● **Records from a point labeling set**
— Start —
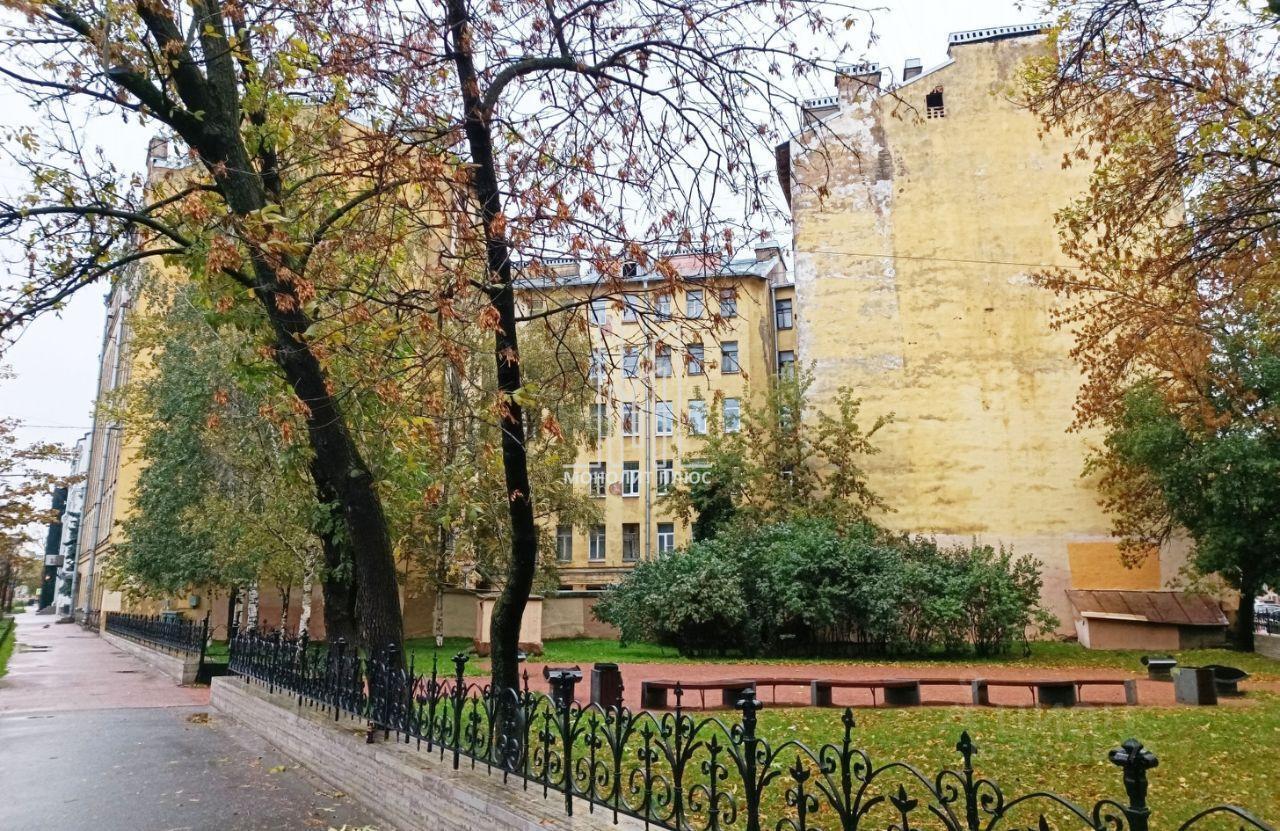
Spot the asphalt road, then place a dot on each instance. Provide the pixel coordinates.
(132, 767)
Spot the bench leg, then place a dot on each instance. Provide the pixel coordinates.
(903, 695)
(653, 698)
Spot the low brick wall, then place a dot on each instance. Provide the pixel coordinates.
(407, 788)
(179, 667)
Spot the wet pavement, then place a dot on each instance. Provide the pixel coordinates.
(92, 738)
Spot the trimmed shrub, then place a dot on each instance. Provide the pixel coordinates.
(805, 588)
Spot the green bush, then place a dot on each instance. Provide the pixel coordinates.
(804, 587)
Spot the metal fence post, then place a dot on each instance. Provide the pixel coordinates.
(1134, 761)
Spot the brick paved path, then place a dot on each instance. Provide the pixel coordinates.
(90, 738)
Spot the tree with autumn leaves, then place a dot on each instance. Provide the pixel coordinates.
(396, 164)
(1173, 295)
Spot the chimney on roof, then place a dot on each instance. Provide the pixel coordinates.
(854, 81)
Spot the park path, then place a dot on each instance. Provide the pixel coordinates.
(92, 738)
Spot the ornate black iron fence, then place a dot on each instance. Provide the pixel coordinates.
(677, 770)
(176, 634)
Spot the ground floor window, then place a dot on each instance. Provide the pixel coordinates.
(630, 542)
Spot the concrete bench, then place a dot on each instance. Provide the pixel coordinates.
(1054, 692)
(896, 692)
(653, 694)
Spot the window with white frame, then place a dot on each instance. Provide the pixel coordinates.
(630, 309)
(694, 302)
(732, 415)
(696, 356)
(600, 419)
(728, 302)
(630, 419)
(595, 552)
(664, 418)
(565, 543)
(662, 361)
(728, 357)
(630, 542)
(698, 418)
(666, 538)
(631, 479)
(782, 313)
(664, 474)
(599, 369)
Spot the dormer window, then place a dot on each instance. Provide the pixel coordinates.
(933, 105)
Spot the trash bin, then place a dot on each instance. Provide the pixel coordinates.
(607, 685)
(1194, 685)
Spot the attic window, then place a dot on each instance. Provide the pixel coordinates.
(933, 106)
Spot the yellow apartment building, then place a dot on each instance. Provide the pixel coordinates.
(922, 209)
(664, 359)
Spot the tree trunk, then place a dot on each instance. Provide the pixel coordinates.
(248, 183)
(510, 608)
(1244, 615)
(251, 606)
(305, 610)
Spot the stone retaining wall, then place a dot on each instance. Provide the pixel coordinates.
(179, 667)
(405, 786)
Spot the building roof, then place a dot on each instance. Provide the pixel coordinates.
(570, 273)
(1178, 608)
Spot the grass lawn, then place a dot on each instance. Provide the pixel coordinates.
(1207, 756)
(7, 643)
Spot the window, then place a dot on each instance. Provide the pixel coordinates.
(728, 302)
(631, 479)
(664, 419)
(732, 415)
(630, 542)
(600, 419)
(599, 369)
(728, 357)
(599, 478)
(565, 543)
(694, 302)
(933, 104)
(666, 537)
(782, 313)
(698, 418)
(666, 474)
(630, 309)
(662, 361)
(695, 359)
(630, 419)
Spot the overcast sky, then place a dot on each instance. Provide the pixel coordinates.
(56, 359)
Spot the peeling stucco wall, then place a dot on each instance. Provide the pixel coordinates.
(915, 242)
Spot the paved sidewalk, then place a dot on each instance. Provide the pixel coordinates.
(92, 738)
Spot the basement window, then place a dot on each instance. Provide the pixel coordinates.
(933, 105)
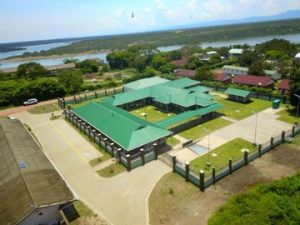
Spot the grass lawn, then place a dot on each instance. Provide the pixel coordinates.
(198, 132)
(112, 170)
(172, 141)
(289, 116)
(240, 111)
(44, 108)
(152, 114)
(219, 157)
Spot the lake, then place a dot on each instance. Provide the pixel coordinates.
(295, 38)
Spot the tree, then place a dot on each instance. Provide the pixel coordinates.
(140, 63)
(31, 71)
(158, 61)
(88, 66)
(247, 58)
(71, 80)
(204, 73)
(295, 85)
(174, 55)
(256, 68)
(194, 62)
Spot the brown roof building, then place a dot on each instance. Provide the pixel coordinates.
(284, 86)
(179, 63)
(31, 190)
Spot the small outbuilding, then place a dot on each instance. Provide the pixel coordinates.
(238, 95)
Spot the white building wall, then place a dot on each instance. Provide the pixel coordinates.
(43, 216)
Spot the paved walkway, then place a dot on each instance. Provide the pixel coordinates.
(121, 200)
(267, 126)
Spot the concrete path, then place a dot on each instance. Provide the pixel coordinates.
(104, 164)
(267, 126)
(121, 200)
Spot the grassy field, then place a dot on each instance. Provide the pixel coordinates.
(112, 170)
(151, 114)
(288, 116)
(198, 132)
(171, 195)
(240, 111)
(44, 109)
(219, 157)
(173, 141)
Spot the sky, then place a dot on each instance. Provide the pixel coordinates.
(23, 20)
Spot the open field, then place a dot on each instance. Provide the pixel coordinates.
(240, 111)
(198, 132)
(111, 170)
(151, 114)
(288, 116)
(187, 205)
(219, 157)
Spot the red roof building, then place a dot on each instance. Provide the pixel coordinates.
(222, 77)
(284, 86)
(180, 62)
(185, 73)
(259, 81)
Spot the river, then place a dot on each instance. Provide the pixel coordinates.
(295, 38)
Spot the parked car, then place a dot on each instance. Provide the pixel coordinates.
(31, 101)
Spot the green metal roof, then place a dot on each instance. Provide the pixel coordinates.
(188, 115)
(143, 83)
(170, 92)
(237, 92)
(182, 83)
(127, 130)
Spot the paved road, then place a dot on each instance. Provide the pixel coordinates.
(122, 200)
(267, 126)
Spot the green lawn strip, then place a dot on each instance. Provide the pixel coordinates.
(105, 155)
(240, 111)
(288, 116)
(198, 132)
(172, 141)
(231, 150)
(52, 107)
(151, 114)
(111, 170)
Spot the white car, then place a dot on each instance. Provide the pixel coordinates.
(31, 101)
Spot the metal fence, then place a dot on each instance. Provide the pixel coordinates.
(204, 180)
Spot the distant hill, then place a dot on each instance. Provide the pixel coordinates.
(292, 14)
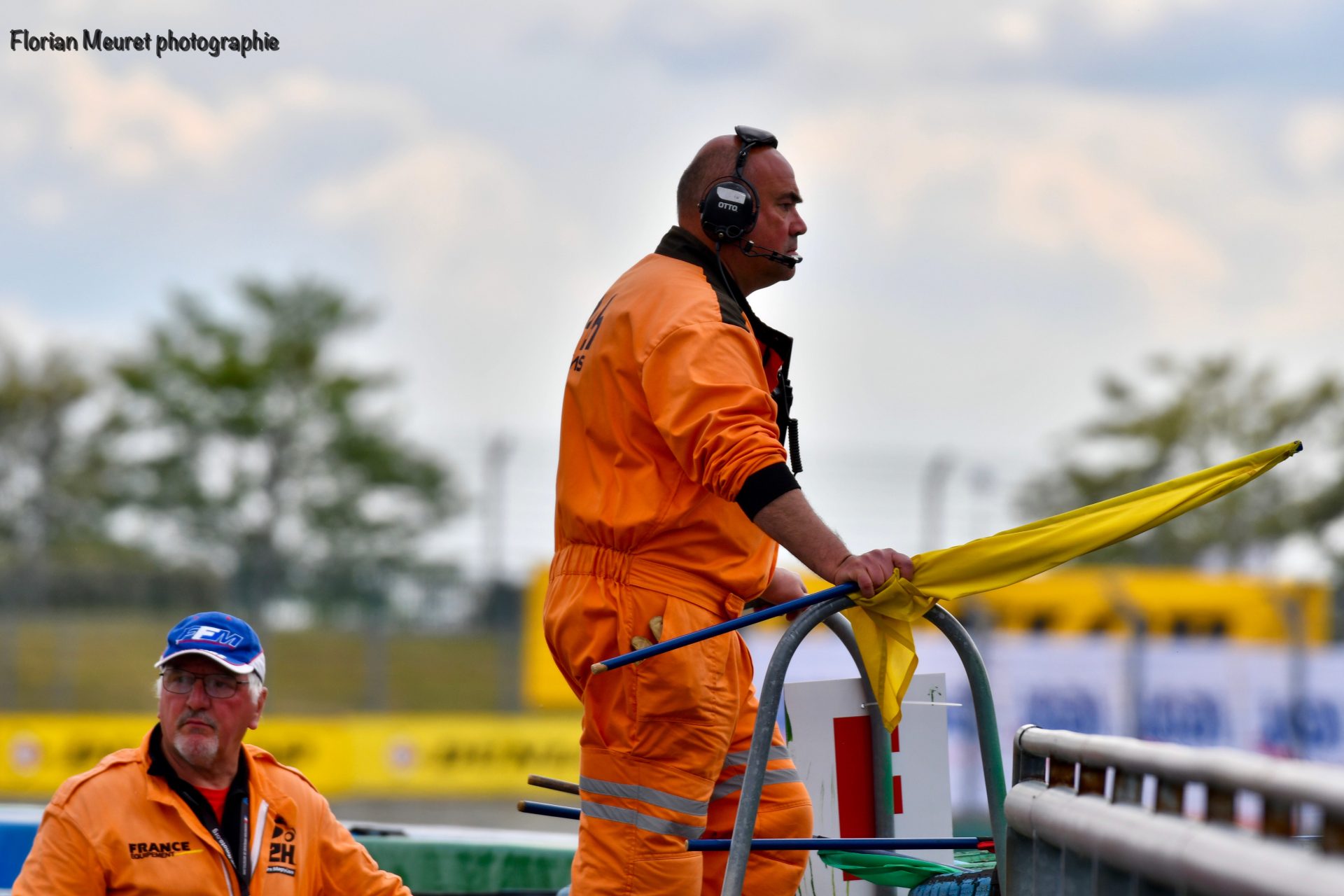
— End —
● **PROBLEM REQUIREMENTS**
Turn the records starting at the line containing "Spot the distant" and ending at the end of the records into a two-column CSV with the headers "text" and "answer". Give one row for each text line paired with its answer, put each field in quotes with any line breaks changed to spaces, and leave the pictures out.

● **ANSWER TO THE EXERCISE**
text,answer
"Spot the distant hill, then place a dot on each instance. Provide the pixel coordinates.","(292, 14)"